### Document section ###

In all seriousness, though, I did take the time last night to go over all my blog posts from 2013, and I was astounded at how much I have grown in a single year. The last sentence of my last post of 2012 was this: "My God never fails." Quite frankly, though that was and is true, and I believed it just as much then as I do now... I had no idea how much that fact would be proven to me over the next year. I couldn't have known- but it has surely been the most pleasant surprise.
Looking over my posts between February and March, I think God used that time to teach me a lot about trusting Him in order to prepare me for some challenges that I would face later in the year. I wrote about my trust issues in that three-part post series that talked about just how much my life was not turning out the way I had planned it, and how glad I was for that. God also used many people, trials, and blessings to teach me lessons in peace, patience, and even what Christianity means to me personally. Praise God for those lessons- I am reminded of them every day.
My favorite post of the year, though, is this one: Whatever It Takes.
You see, for about six months before that post- maybe even more- I had been struggling with depression. I praise God that I never got to the point of wanting to hurt myself physically. God has very carefully placed loving people in my life who kept me far from that place, and He has protected me. Emotionally, though, I was in a really awful place. My smile was either absent or barely half-hearted for months. I was filled with worry and fear. I was so angry. Yes, I had days when I was okay... but my attitude, in general, was hopeless. The crazy thing is this- I didn't even realize something was wrong. As a broken human being, I have a lot of anxious tendencies in my nature. I just figured that was who I was- destined to broken and sad for eternity, poor little me. (So angsty. Thank God for change.) I poured what little energy I had into school and relationships and I was completely drained. But healing was on its way.
For all I know, anxiety may be something I battle for the rest of my life; however, it was this year that I fully realized that I do not fight alone. Yes, in July 2013, I discovered the part of a relationship with Christ that means true JOY. I can say, without a doubt, that I have never been the same since then. God didn't just throw in some happiness to make up for my gloom. He completely healed my broken heart. He renewed my mind and made a beautiful thing out of the dust. This kind of joy is eternal. Praise the Lord.

### Material ###

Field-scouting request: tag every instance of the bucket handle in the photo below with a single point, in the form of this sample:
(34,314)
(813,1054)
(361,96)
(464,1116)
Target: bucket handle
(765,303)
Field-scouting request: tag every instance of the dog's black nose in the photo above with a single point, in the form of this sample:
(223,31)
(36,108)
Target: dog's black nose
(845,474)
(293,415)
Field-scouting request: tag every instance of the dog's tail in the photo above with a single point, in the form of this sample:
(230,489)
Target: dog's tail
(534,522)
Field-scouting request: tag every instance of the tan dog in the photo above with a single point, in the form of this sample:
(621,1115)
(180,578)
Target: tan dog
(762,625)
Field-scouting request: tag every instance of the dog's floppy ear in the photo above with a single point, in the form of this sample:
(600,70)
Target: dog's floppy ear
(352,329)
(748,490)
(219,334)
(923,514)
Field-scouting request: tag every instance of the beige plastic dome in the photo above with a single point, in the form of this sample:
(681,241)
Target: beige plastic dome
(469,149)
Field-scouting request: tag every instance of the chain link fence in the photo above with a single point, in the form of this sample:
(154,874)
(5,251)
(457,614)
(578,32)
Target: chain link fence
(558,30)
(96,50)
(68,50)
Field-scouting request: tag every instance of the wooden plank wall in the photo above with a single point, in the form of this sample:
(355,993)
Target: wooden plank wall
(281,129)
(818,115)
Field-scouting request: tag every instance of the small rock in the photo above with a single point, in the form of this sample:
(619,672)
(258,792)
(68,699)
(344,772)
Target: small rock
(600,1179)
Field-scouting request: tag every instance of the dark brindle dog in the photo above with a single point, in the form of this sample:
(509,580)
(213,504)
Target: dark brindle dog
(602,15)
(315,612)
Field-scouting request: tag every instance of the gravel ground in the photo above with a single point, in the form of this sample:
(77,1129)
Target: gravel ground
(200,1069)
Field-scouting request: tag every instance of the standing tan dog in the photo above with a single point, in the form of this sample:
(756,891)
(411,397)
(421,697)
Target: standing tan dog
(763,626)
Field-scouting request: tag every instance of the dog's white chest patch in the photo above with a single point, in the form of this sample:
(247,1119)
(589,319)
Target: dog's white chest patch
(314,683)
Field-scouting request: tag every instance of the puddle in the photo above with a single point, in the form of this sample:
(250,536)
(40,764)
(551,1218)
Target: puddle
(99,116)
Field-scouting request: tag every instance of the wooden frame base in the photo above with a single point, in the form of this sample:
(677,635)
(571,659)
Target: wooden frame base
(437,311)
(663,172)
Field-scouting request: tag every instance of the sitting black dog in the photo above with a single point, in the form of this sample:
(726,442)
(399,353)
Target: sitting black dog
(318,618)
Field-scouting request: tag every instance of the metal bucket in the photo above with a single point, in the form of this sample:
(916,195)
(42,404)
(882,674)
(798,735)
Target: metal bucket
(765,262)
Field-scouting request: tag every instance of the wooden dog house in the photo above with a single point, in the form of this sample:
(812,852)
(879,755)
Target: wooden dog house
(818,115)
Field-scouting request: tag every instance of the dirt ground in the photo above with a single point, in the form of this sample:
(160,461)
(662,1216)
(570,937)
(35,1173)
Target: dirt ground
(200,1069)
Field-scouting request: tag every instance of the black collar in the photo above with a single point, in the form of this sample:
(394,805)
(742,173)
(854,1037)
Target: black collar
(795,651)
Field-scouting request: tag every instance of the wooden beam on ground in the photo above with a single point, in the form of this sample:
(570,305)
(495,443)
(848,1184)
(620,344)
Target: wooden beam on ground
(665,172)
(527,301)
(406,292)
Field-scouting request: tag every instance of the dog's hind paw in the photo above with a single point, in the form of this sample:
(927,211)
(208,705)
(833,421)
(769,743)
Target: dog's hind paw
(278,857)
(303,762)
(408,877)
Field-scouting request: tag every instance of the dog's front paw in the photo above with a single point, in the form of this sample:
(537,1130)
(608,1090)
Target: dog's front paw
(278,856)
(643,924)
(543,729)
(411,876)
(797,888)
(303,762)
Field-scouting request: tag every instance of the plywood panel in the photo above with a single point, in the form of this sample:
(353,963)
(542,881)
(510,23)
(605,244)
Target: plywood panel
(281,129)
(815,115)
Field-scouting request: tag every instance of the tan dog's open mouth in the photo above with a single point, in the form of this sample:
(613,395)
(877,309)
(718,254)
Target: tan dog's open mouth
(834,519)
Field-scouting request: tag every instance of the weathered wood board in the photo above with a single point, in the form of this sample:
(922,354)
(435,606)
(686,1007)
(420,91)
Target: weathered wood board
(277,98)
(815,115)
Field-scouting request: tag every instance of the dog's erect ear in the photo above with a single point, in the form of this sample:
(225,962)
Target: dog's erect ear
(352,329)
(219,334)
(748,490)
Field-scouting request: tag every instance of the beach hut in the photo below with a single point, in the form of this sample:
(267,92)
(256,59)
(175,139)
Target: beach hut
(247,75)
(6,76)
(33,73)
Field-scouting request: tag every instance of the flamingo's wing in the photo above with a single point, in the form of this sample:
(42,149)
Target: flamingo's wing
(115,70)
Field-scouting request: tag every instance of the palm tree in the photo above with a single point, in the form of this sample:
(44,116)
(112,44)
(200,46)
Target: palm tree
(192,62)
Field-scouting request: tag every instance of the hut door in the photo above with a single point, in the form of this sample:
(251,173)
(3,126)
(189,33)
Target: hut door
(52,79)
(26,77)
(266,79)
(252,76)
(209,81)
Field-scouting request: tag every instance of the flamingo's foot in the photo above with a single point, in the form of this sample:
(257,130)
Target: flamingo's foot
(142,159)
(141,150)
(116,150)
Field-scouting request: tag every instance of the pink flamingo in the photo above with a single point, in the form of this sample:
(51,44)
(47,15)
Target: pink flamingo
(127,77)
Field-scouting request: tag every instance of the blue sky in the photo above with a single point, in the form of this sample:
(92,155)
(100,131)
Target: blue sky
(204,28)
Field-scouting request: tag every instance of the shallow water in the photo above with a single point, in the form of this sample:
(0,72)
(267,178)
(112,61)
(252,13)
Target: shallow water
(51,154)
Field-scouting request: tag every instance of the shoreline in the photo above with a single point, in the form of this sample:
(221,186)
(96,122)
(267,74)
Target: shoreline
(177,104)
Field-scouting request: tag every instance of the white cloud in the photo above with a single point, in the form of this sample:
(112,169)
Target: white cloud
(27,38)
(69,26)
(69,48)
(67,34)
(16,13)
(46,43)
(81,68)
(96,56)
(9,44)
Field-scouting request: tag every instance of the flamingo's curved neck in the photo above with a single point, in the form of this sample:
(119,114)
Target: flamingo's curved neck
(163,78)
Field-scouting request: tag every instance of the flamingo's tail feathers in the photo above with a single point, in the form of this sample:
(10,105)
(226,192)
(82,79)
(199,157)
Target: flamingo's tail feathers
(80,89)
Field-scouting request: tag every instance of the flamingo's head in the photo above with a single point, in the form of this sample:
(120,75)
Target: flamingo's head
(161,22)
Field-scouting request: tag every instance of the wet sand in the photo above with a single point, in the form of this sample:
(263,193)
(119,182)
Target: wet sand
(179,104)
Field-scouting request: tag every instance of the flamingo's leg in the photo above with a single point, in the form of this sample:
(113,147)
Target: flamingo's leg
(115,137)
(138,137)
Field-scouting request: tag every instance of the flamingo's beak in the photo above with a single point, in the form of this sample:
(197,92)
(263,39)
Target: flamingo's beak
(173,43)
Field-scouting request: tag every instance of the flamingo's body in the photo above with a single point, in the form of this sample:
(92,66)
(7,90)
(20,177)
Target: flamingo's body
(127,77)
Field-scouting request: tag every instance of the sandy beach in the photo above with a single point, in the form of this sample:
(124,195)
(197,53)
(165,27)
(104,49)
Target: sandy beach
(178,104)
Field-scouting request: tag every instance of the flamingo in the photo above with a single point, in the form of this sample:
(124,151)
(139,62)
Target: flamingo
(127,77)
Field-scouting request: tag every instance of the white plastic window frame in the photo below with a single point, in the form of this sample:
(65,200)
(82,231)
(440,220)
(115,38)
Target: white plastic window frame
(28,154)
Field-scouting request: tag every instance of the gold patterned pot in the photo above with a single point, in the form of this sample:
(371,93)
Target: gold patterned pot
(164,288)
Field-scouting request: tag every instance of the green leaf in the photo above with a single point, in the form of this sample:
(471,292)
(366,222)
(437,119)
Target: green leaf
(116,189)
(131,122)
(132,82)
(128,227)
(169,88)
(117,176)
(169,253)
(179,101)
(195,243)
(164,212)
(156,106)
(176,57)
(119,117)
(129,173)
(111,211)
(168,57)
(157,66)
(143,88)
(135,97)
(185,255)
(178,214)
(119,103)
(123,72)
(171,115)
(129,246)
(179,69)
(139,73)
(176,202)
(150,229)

###

• Challenges
a: Read the year-in-review blog post and say whether each statement agrees with it, answering yes or no and quoting the deciding words. (i) The writer's favorite post of the year is called "Whatever It Takes." (ii) The writer reached the point of wanting to hurt themselves physically. (iii) The writer's trust issues were covered in a three-part series of posts.
b: According to the year-in-review blog post, in what month and year did the writer discover the part of a relationship with Christ that means true joy?
c: Write a continuation of the year-in-review blog post, picking up right after its final sentence.

• Answers to each task
a:
(i) Yes: "My favorite post of the year, though, is this one: Whatever It Takes."
(ii) No: "I praise God that I never got to the point of wanting to hurt myself physically."
(iii) Yes: "I wrote about my trust issues in that three-part post series"

b: July 2013.

c:
Well, the next month, I turned twenty and moved to Milledgeville. God's timing is truly perfect. I have no words to describe how much my life has changed since then, and how blessed I am today. For instance...
- I matured a lot, I think, when I had to buy my own batteries, light bulbs, and milk (I'm being completely serious).
- I learned new ways to work through stress (mostly involving prayer and my guitar).
- I totally conquered the hardest class I have ever taken in my life (*fist pump*).
- I grew so much as a musician.
- I was humbled in a lot of areas, and though it hurt, I am thankful for that.
- I learned just how far I am from perfect, and stopped being such a perfectionist (I'll leave that to God).
The biggest blessing, though, was that I met people that fit my freshly-healed heart perfectly.
The Lord has shown very special kindness to me, yes indeed.
Thank you to all who have prayed for me and stuck with me through it all. It amazes me that I have been blessed with such incredible people in my life, both in my hometown and at my new home in Milledgeville. I am very, very thankful.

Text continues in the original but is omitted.